# Task prompt
In the records below, locate the line containing "Phrase: chimney stack", then output that line and all later lines exactly, through the last one.

# Excerpted data
# # # #

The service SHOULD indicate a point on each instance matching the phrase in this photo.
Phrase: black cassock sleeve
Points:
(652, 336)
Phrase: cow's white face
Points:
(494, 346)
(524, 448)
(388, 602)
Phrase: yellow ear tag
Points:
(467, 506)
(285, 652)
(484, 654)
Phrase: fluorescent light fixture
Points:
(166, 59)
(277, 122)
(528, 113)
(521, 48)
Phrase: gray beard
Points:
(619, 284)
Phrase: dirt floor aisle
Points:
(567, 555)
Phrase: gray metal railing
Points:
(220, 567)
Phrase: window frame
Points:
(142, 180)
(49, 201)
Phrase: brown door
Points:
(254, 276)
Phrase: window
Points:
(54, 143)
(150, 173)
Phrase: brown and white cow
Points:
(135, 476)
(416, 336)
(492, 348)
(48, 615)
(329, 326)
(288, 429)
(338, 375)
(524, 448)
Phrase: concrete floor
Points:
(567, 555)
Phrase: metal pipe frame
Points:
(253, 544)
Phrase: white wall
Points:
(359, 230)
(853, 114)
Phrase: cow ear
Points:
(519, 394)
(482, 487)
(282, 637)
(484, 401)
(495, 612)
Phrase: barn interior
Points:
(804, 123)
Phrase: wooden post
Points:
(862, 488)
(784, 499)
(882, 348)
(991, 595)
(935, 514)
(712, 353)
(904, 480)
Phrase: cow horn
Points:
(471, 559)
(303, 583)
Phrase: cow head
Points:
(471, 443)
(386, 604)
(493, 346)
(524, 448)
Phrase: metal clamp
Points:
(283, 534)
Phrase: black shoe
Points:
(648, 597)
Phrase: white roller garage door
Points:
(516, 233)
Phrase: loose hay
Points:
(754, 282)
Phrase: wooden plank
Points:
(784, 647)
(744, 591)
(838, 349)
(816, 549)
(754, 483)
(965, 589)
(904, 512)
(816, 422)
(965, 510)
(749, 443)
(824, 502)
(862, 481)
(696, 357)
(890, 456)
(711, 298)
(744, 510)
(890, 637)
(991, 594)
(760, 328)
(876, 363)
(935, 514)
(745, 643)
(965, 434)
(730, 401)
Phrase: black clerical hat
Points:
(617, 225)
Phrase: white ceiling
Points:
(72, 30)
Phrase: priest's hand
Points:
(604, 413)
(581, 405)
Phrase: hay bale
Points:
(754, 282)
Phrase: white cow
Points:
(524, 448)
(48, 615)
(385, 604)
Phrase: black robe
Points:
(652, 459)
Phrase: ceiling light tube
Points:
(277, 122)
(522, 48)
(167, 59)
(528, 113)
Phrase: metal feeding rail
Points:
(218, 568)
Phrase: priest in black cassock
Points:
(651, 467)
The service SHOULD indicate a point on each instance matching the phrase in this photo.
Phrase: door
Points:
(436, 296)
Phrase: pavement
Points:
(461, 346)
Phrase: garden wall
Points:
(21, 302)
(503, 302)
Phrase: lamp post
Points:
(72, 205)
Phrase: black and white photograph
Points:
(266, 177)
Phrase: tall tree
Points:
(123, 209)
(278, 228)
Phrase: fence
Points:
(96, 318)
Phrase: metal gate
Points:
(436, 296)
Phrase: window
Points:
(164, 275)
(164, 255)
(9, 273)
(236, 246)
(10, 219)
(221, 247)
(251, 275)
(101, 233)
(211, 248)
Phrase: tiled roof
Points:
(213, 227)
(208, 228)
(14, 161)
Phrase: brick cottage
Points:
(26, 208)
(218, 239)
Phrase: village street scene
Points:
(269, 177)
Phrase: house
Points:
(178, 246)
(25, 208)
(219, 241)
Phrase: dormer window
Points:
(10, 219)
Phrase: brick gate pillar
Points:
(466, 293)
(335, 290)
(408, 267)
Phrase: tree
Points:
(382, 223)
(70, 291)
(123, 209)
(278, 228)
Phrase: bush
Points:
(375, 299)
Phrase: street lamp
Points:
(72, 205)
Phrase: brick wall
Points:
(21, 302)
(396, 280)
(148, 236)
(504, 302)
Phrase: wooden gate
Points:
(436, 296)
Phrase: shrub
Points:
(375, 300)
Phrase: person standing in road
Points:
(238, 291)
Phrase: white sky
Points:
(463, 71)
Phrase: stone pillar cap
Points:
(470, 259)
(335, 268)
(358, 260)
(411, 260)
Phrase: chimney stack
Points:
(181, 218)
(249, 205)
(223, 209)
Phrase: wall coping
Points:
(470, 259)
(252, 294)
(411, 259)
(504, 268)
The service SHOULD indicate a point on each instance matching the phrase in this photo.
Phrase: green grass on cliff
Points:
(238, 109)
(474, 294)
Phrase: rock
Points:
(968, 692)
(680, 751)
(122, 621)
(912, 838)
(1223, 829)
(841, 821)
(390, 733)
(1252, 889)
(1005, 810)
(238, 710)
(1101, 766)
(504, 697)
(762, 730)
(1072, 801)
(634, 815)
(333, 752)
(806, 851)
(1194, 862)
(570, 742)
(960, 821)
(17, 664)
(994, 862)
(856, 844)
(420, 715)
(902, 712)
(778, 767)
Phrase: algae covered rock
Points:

# # # #

# Result of this task
Phrase: chimney stack
Points:
(181, 218)
(249, 205)
(223, 209)
Phrase: wall coping
Points:
(470, 259)
(252, 294)
(411, 259)
(504, 268)
The service SHOULD indicate a point on each instance matching the phrase in this photo.
Phrase: green grass on cliff
Points:
(238, 109)
(474, 294)
Phrase: rock
Points:
(968, 692)
(680, 751)
(122, 621)
(912, 838)
(1223, 829)
(841, 821)
(390, 733)
(1252, 889)
(1005, 810)
(238, 710)
(1101, 766)
(504, 697)
(762, 730)
(1072, 801)
(634, 815)
(333, 752)
(806, 851)
(1194, 862)
(570, 742)
(960, 821)
(17, 664)
(994, 862)
(856, 844)
(420, 715)
(902, 712)
(778, 767)
Phrase: algae covered rock
Points:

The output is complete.